> **LISTED RECORDS**
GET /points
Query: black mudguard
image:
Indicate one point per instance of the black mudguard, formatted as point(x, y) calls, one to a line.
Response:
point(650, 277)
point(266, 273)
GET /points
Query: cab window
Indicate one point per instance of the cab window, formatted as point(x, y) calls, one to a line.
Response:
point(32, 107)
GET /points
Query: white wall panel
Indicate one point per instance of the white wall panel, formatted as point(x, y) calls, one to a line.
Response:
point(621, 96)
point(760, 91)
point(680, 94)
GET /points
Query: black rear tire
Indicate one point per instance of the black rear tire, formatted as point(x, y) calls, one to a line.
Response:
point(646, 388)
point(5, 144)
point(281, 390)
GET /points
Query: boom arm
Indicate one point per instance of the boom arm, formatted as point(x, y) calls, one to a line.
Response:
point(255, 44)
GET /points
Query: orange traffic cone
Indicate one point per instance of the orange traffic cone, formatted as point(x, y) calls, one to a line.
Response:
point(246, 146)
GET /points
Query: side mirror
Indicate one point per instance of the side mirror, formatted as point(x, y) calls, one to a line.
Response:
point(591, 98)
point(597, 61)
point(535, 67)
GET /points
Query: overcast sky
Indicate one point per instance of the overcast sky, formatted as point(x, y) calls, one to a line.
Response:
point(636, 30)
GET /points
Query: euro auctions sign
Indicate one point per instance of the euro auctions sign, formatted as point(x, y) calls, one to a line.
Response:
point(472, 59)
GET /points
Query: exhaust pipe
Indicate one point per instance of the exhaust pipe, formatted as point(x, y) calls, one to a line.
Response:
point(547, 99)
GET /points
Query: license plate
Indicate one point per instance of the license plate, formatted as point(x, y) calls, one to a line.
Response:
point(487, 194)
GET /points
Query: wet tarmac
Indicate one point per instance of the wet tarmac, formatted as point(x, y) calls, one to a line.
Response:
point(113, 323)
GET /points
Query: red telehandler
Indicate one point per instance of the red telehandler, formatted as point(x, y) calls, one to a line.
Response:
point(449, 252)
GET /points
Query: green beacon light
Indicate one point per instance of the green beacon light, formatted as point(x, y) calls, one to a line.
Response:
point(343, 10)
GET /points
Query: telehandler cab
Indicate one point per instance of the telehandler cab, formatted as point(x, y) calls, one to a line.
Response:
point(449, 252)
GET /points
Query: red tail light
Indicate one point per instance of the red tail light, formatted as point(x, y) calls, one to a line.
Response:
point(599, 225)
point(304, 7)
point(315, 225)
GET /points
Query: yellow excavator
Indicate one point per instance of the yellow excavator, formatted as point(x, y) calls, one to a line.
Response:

> **WHAT YOU SHOULD DO**
Scale the listing from its first line through the line containing "point(113, 323)", and give only those lines. Copy each line again, requests included, but multiply every point coordinate in the responses by 0.45 and round it to a whole number, with halves rounded up.

> **RESPONSE BELOW**
GET /points
Query: black mudguard
image:
Indicate one point per instance of the black mudguard, formatted as point(x, y) calls, one to a line.
Response:
point(293, 125)
point(120, 123)
GET /points
Query: cab window
Indicate one point per instance of the cab window, formatted as point(x, y) calls, one to a line.
Response:
point(14, 48)
GET /points
Query: white wall panel
Indicate one point per instance of the white wall panel, formatted as point(x, y) calls, one to a line.
Response:
point(279, 43)
point(342, 41)
point(306, 42)
GET /points
Query: black rear tire
Indicate one point per instance of the black rear tire, formatted as point(x, y) calls, one to a line.
Response:
point(291, 175)
point(2, 65)
point(126, 176)
GET /points
Query: boom arm
Indicate one point per instance of the boom arm, formatted as point(x, y) calls, one to a line.
Response:
point(115, 20)
GET /points
Query: orange traffic cone
Indicate one point per instance of the orange traffic cone, formatted as point(x, y) calls, one to a line.
Response:
point(111, 66)
GET /points
Query: side mirror
Indicate one point per instance of the side mirror, formatted as point(x, y) calls, one to a line.
Response:
point(266, 44)
point(269, 27)
point(241, 30)
GET /points
Query: overcast sky
Indicate one point per instance of the overcast sky, formatted as point(x, y) calls, one to a line.
Response:
point(286, 14)
GET /points
Query: euro auctions sign
Indicate one point per instance of the euro auctions sign, formatted as point(x, y) calls, one to a line.
Response:
point(212, 27)
GET /points
Query: exhaust pipe
Indicate one point per instance of the exhaust pipe, formatted as point(x, y) calls, one to a line.
Response:
point(246, 45)
GET /points
Query: license plate
Indicate one point per instance of the license plate, formatted as point(x, y) calls, one to a line.
Response:
point(219, 87)
GET /points
Query: wet tarmac
Indicate one point per instance of the wet tarmac, formatted as point(x, y) calls, one to a line.
Response:
point(51, 145)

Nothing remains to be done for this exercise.